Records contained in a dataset
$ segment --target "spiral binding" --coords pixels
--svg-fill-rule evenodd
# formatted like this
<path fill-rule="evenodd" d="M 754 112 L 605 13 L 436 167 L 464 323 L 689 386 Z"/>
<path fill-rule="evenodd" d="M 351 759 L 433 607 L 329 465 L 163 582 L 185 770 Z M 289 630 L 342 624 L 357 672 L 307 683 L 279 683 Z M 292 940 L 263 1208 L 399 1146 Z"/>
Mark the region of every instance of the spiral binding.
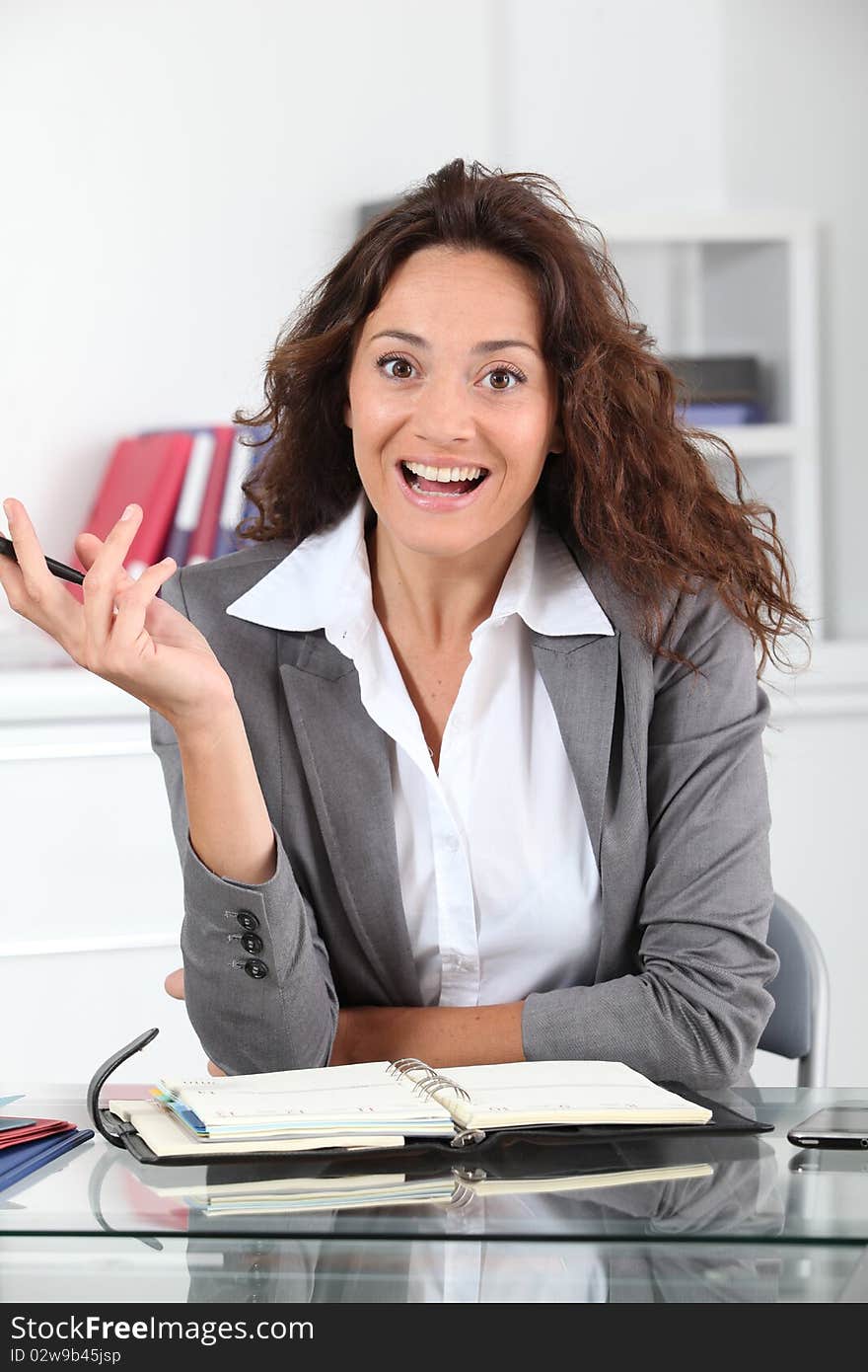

### Task statement
Turn every line of the records above into a numbered list, skipping any blank lines and leaving the pictures out.

### Task output
1. $ segment --target "spiral binding" --coords pixels
2. --svg-fill-rule evenodd
3. # formatted like this
4. <path fill-rule="evenodd" d="M 754 112 L 605 13 L 436 167 L 464 323 L 689 386 Z"/>
5. <path fill-rule="evenodd" d="M 351 759 L 433 607 L 329 465 L 163 582 L 185 770 Z M 289 630 L 342 624 L 357 672 L 307 683 L 279 683 Z M 292 940 L 263 1208 L 399 1146 Z"/>
6. Mark the region of every instance of the spiral binding.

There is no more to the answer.